## Passage to read
= = = =

Income Tax Appellate Tribunal - Pune
G.K. Builders,, Pune vs Assessee on 2 July, 2012
IN THE INCOME TAX APPELLATE TRIBUNAL
PUNE BENCH "B", PUNE
Before Shri Shailendra Kumar Yadav, Judicial Member,
and Shri G.S.Pannu, Accountant Member.
ITA.No.1077 & 1078/PN/2010
(Asstt. Years : 2005-06 & 2006-07)
G.K.Builders,
S.No.122/1+2+3,
Dwarakadheesh Residency,
Pimpale Saudagar,
Pimpri,
Pune .. Appellant
Vs.
ITO, Ward-8(2),
Pune .. Respondent
Appellant by : Shri Nikhil Pathak
Respondent by : Sri S.K.Singh
Date of Hearing : 02.07.2012
Date of Pronouncement : 30.07.2012
ORDER
PER SHAILENDRA KUMAR YADAV, JM:
Both these appeals pertain to same assessee on the point of deduction u/s.80IB(10). So they are being disposed off by a common order for the sake of convenience.
2. In ITA.No.1077/PN/2010, there is an issue of deduction u/s.80IB(10) of Rs.2,49,21,620/- in respect of the profit of the project Dwarakadeesh Residency. The appellant is a registered firm engaged in the business of development of land, construction of building and sale thereof. From A.Y. 2005-06, assessee firm filed return of income on 27.10.2005 disclosing total income of Rs.7,29,400/-. The Assessing Officer, hereinafter called as "A.O.", vide order dated 24.12.2007 assessed the assessee's total income at Rs.2,56,51,020/-. Matter was carried before the first appellate 2 authority who has upheld the order of the A.O. on main issue and also rejected the contention of the assessee for proportionate deduction. The same has been opposed before us. The assessee has also raised additional ground which reads as under:
1. The appellant submits that the learned A.O. erred in disallowing the deduction u/s.80IB(10) on the ground that the project Dwarakadheesh Residency constructed by the assessee included commercial area and since the project was started prior to 01.04.2005, the assessee is not entitled to claim the deduction.
2. The learned A.O. failed to appreciate that the housing project of the assessee was started in F.Y. 2003-04 and therefore, there was no restriction on the commercial area includible in the housing project and hence, there was no reason to deny the deduction u/s.80IB(10).
3. The facts of the case before us are that A.O. has rejected the claim of deduction u/s.80IB(10) on the point that built up area of row house No.36 consisted of total built up area of 1587 sq.ft.
which exceeded maximum prescribed limit, i.e., 1500 sq. ft. for allowing deduction u/s.80IB(10). He further held that the entire project is not eligible for deduction u/s.80IB(10). In this regard, the Ld. Authorised Representative submitted that the A.O. has rejected the claim of the assessee on the ground that one of the row houses of the whole project is exceeding built up area of 1500 sq.ft. because the said row house consists of 1479 sq. ft. of built up area (main area) plus 108 of Terrace as projection area. So he disallowed the claim u/s.80IB(10) with regard to the whole project.

= = = =

## Data section

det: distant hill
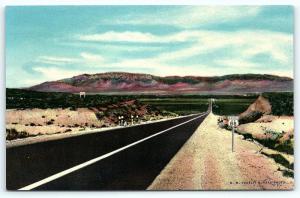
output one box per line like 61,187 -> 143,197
28,72 -> 293,94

= = = =

## What to do
a) According to the tribunal order, what was the total built-up area of row house No.36?
b) Extend the tribunal order on the G.K. Builders appeals, picking up after its last sentence.
The listing isn't needed for anything here.

## Answers to the tasks
a) 1587 sq. ft.

b)
4. It is undisputed that commencement is dated 11.07.2003, which is evident from commencement certificate placed at page Nos.34 to 35 of the paper book. A.O. at page 3, para 5, has also held that project in question started in F.Y. 2003-04. Our attention was also drawn to the report of the DVO placed at pages 36 to 47 dated 29.11.2007 wherein at page 38 of the paper book filed by the assessee, details of various row houses was given with regard to the project in question and it is Row House No.36 whose built up area has been mentioned at 1479 sq.ft. and terrace area has been 3 mentioned as 108 sq.ft., which is only subject matter of dispute responsible for rejecting the claim of the assessee with regard to the whole project. So the disputed row house has a main area of 1479 sq.ft. and Terrace area of 108 sq.ft. The Ld.AR submitted that this issue has been decided in Brahma Builder wherein on the point of terrace at page 11 para 7.3 and 7.4, the Tribunal has observed as under:
7.3 With regards to area of the flat that we find that the CIT has initially taken a stand that the built up area of the duplex flats on 6 th and 7 th floors exceed 1500 sq.ft. each. He stated that the built up area including the terrace is 1595 sq.ft. in building No. B4 and B5.
This is arrived at by considering the built up area at 1330 sq.ft. and terrace of 265 sq.ft. for each flat and therefore, he held that the deduction is not allowable to Brahma Aangan Project as the built up area of a few flats exceeded 1500 sq.ft. each. In this context, it was the stand of the assessee that the built up area was wrongly calculated and in a separate paper book containing 6 pages, the assessee has given detailed working of the built up area as per the definition in the Act. Accordingly the total area was worked out to 1212.93 sq. ft and terrace of 281.93 sq.ft. Thus the total is less than 1500 sq.ft. Hence the objection of the CIT is misplaced.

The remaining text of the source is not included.